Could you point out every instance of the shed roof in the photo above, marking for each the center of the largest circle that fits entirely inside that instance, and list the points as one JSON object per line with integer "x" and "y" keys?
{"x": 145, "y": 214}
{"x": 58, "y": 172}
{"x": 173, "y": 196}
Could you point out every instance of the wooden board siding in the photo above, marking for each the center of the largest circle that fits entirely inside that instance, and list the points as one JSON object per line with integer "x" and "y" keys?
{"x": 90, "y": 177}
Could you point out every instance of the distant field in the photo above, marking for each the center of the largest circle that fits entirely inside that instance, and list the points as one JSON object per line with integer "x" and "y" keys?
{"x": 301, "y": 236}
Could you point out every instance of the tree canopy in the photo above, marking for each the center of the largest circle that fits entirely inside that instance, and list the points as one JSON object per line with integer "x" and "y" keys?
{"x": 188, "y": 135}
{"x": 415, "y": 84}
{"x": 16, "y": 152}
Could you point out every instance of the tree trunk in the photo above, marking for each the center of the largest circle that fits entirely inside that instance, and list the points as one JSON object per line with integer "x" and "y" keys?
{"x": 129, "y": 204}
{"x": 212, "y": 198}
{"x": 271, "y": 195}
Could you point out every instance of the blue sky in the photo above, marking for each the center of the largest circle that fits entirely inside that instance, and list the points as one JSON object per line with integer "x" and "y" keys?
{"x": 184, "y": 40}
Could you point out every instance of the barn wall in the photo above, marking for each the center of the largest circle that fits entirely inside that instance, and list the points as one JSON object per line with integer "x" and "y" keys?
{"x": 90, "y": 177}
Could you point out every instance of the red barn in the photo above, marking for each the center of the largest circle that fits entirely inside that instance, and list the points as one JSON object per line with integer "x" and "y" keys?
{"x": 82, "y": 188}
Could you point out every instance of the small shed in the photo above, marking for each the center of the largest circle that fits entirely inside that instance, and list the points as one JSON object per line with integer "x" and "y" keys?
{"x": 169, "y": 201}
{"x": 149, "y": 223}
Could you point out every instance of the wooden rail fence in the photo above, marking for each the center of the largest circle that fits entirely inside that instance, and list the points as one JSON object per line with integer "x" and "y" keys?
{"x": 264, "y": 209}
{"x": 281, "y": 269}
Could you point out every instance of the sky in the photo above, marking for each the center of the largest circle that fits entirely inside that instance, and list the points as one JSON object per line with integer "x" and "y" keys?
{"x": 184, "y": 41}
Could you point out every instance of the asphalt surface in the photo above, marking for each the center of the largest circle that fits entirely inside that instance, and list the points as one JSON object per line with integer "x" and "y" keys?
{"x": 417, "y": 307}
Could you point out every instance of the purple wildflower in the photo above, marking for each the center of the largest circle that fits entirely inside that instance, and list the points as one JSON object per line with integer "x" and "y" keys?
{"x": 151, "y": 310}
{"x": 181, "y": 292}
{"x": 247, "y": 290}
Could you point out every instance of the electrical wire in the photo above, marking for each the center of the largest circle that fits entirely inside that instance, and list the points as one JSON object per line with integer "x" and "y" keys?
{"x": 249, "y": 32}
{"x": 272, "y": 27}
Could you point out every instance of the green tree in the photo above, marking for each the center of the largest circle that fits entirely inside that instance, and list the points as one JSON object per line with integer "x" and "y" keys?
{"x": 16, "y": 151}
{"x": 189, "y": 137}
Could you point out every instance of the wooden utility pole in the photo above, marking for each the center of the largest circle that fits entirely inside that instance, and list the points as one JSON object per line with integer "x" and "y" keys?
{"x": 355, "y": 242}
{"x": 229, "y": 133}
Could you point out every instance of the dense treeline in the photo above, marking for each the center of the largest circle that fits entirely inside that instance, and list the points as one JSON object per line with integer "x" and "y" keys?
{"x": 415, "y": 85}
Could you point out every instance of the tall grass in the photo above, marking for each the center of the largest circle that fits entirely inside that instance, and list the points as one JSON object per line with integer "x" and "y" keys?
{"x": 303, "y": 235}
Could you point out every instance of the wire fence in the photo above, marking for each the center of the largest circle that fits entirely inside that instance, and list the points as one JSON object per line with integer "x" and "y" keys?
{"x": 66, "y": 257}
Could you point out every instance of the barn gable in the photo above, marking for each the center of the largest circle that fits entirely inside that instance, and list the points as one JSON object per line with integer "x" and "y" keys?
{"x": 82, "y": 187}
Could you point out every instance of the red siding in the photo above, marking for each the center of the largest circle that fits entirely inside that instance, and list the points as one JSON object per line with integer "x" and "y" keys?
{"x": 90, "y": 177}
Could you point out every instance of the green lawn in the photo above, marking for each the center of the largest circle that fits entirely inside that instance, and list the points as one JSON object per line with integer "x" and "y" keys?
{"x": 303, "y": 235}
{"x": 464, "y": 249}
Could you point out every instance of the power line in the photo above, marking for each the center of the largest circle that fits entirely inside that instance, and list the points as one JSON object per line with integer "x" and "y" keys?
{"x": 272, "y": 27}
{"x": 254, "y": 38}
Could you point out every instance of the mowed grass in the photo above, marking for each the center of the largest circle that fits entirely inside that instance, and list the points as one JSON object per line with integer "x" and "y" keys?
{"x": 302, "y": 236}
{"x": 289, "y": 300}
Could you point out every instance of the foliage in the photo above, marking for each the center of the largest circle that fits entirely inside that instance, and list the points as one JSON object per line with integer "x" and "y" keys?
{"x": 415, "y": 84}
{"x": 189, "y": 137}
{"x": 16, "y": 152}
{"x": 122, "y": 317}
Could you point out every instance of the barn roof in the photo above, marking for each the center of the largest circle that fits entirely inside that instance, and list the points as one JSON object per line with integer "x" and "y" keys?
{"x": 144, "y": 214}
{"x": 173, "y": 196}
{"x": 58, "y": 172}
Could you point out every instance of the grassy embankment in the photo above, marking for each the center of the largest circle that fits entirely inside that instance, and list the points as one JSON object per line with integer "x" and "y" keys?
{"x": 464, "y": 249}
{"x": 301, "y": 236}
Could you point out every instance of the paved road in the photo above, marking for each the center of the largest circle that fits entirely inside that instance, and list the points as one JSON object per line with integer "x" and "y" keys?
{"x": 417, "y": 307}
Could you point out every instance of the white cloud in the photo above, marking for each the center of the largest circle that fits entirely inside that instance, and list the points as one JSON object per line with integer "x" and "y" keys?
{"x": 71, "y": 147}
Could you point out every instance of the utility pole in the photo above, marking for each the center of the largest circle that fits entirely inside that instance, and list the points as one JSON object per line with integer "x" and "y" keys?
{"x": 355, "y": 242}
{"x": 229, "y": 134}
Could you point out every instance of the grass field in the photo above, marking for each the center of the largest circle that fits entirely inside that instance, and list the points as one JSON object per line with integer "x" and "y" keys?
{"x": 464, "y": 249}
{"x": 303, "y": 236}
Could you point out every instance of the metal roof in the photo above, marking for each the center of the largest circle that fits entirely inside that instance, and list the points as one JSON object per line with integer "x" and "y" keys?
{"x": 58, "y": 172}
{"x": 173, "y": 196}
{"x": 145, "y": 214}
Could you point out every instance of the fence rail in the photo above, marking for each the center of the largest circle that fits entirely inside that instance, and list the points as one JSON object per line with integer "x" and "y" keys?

■ **WHAT YOU HAVE TO DO**
Copy every one of the lines above word for word, leaving nothing out and changing nothing.

■ **RESPONSE TO THE TASK**
Could you point out every instance of the shed roof in the photo above, marking for each the center of the largest circle that fits entirely inside that instance, and list the points as one JSON object per line with integer "x" and "y" keys?
{"x": 145, "y": 214}
{"x": 58, "y": 172}
{"x": 173, "y": 196}
Could you point out every instance of the wooden board siding in the photo above, marking for each the center of the largest circle that fits entirely inside that instance, and list the points as one JSON object per line with integer "x" and "y" keys?
{"x": 90, "y": 177}
Could you point out every instance of the distant field in the photo above, marking for each the center of the largest circle that fits entirely inside that instance, and list the points as one JSON object per line with integer "x" and "y" keys?
{"x": 301, "y": 236}
Could you point out every instance of the tree canopy in the photo above, marking for each the center of the largest circle that fits entirely inside that instance, and list the points as one JSON object per line with integer "x" and "y" keys?
{"x": 188, "y": 135}
{"x": 415, "y": 84}
{"x": 16, "y": 152}
Could you point out every instance of the tree trunk in the photo above, marking for each the center of the largest circle that fits entirely inside that instance, and list the points as one JSON object per line with integer "x" and "y" keys?
{"x": 129, "y": 204}
{"x": 212, "y": 198}
{"x": 271, "y": 195}
Could you point out every instance of the blue sky in the photo above, marking for each the center of the largest circle that fits entirely inside that instance, and list the points as one JSON object per line with integer "x" and "y" keys?
{"x": 184, "y": 40}
Could you point out every instance of the barn wall in the photo above, marking for each the center of the largest circle that fits entirely inside that instance, and list the points as one JSON object per line with integer "x" and "y" keys?
{"x": 90, "y": 177}
Could you point out every instance of the red barn in the photo above, marking for each the center of the largest circle that fits entirely inside that instance, and list the points as one JSON object per line with integer "x" and "y" keys?
{"x": 82, "y": 188}
Could you point out every instance of the small shed in the photo above, marking for each the center of the largest circle that fits entirely inside that instance, and list the points as one JSON object per line with integer "x" and "y" keys?
{"x": 169, "y": 201}
{"x": 149, "y": 223}
Could you point out every instance of the wooden rail fence in the photo above, marking for each the center of the largest circle that fits entirely inside that instance, and list the points as one JSON object per line with integer "x" and "y" keys?
{"x": 264, "y": 209}
{"x": 281, "y": 269}
Could you point out every instance of the sky in the photo above, marking for each the center of the largest circle that fits entirely inside that instance, and list the points as one JSON object per line with integer "x" and "y" keys?
{"x": 184, "y": 41}
Could you point out every instance of the asphalt surface in the photo above, marking for each the center of the largest circle that fits entirely inside that instance, and list the points as one JSON object per line with integer "x" and "y" keys?
{"x": 417, "y": 307}
Could you point out every instance of the purple wildflower in the photo above, marking for each the center of the largest circle that fits entirely inside that instance, and list the points as one JSON object per line with integer "x" and "y" keys?
{"x": 151, "y": 310}
{"x": 181, "y": 292}
{"x": 247, "y": 290}
Could you point out every instance of the electrical wire in the photo above, marking for each the center of the largest circle that fits entirely inside that instance, and list the points as one JSON object per line with integer "x" and "y" keys?
{"x": 249, "y": 32}
{"x": 272, "y": 27}
Could you point out every instance of the green tree in the photo above, marking for each the center of the largest circle that fits entirely inside that instance, and list the points as one JSON object per line with integer "x" and "y" keys?
{"x": 16, "y": 151}
{"x": 189, "y": 137}
Could you point out every instance of the wooden utility pole in the photo above, marking for each the center of the largest circle that fits entirely inside that instance, and list the points as one JSON object per line with integer "x" and "y" keys?
{"x": 355, "y": 242}
{"x": 229, "y": 133}
Could you point out every instance of the dense treeline in the photo above, marking for each the center of the largest circle that fits entirely inside that instance, and list the points as one JSON object per line with integer "x" and "y" keys?
{"x": 415, "y": 85}
Could you point out every instance of the tall grass in the photo above, marking for each the center of the largest circle that fits entirely inside that instance, and list the points as one JSON object per line with integer "x" and "y" keys?
{"x": 303, "y": 235}
Could you point out every instance of the wire fence in the photo above, marking for each the center of the largest circle that fits entirely inside that instance, and list the points as one JSON object per line with integer "x" and "y" keys?
{"x": 66, "y": 257}
Could you point out every instance of the barn gable in the photo above, marking for each the center of the largest circle that fits entirely inside that instance, and list the points as one JSON object per line with integer "x" and "y" keys?
{"x": 82, "y": 187}
Could you point out every instance of the red siding in the photo above, marking for each the center of the largest circle that fits entirely inside that instance, and list the points as one JSON object per line with integer "x" and "y" keys?
{"x": 90, "y": 177}
Could you point out every instance of the green lawn in the photo above, marking for each the center of the largest circle that fits entirely inside that instance, and list the points as one JSON object per line with integer "x" and "y" keys?
{"x": 303, "y": 235}
{"x": 464, "y": 249}
Could you point out every instance of the power line in the photo above, marking for each the center of the largest circle that fits entirely inside that instance, and list the points as one JSON object per line with integer "x" and "y" keys?
{"x": 272, "y": 27}
{"x": 254, "y": 38}
Could you point out every instance of the mowed grass in the photo above, marking for each the center of the largest circle that fits entirely inside that instance, and list the points as one JSON object per line with integer "x" and "y" keys?
{"x": 302, "y": 236}
{"x": 289, "y": 300}
Could you point out every instance of the foliage in the photo above, marking for each the center of the largest circle that fits entirely inside that instance, and list the points as one JSON object per line with integer "x" and "y" keys?
{"x": 415, "y": 84}
{"x": 189, "y": 137}
{"x": 16, "y": 152}
{"x": 122, "y": 317}
Could you point out every instance of the barn roof in the photo above, marking for each the center of the largest circle that fits entirely inside that instance, and list the points as one JSON object per line with integer "x" and "y" keys?
{"x": 144, "y": 214}
{"x": 173, "y": 196}
{"x": 58, "y": 172}
Could you point out every instance of the grassy embankment in the photo above, marking for each the center of the largest circle that fits entirely inside that instance, and list the points as one JSON object per line with integer "x" and "y" keys?
{"x": 464, "y": 249}
{"x": 301, "y": 236}
Could you point out every instance of the paved road in the photo above, marking for each the center of the largest circle that fits entirely inside that instance, and list the points as one JSON object per line with integer "x" and "y" keys?
{"x": 417, "y": 307}
Could you point out every instance of the white cloud in the photo above, marking for each the center of the largest circle that fits entirely inside that instance, and list the points as one JSON object per line with integer "x" and "y" keys?
{"x": 71, "y": 147}
Could you point out every instance of the utility pole in the photo above, marking for each the center of the largest circle that fits entirely inside that instance, and list the points as one JSON object per line with integer "x" and "y" keys?
{"x": 355, "y": 242}
{"x": 229, "y": 134}
Could you point out every instance of the grass field in the photo above, marking for each the center of the largest circle that fits entirely inside that instance, and list the points as one JSON object per line with integer "x" and "y" keys?
{"x": 464, "y": 249}
{"x": 303, "y": 236}
Could you point out every instance of the metal roof in the photo above, marking for each the center of the largest circle that fits entirely inside that instance, and list the points as one JSON object per line with integer "x" and "y" keys?
{"x": 58, "y": 172}
{"x": 173, "y": 196}
{"x": 145, "y": 214}
Could you point out every instance of the fence rail in the photo above, marking for each the center of the largest circle that fits entirely inside that instance, and list the points as one JSON object per line with integer "x" and "y" keys?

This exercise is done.